▸ **Exercise**
Transcribe every entry exactly, leaving out any pictures.

*** Entries supplied

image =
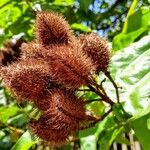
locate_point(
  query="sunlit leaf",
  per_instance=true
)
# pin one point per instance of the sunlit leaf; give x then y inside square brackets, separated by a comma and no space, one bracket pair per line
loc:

******

▸ **Exercise solution**
image =
locate_point(
  query="sunlit leaf",
  per_instance=true
)
# pin one point per instance of the sunlit leaf; give x then y inside square brackets, separated by a comma and no space, one bracket pair per line
loc:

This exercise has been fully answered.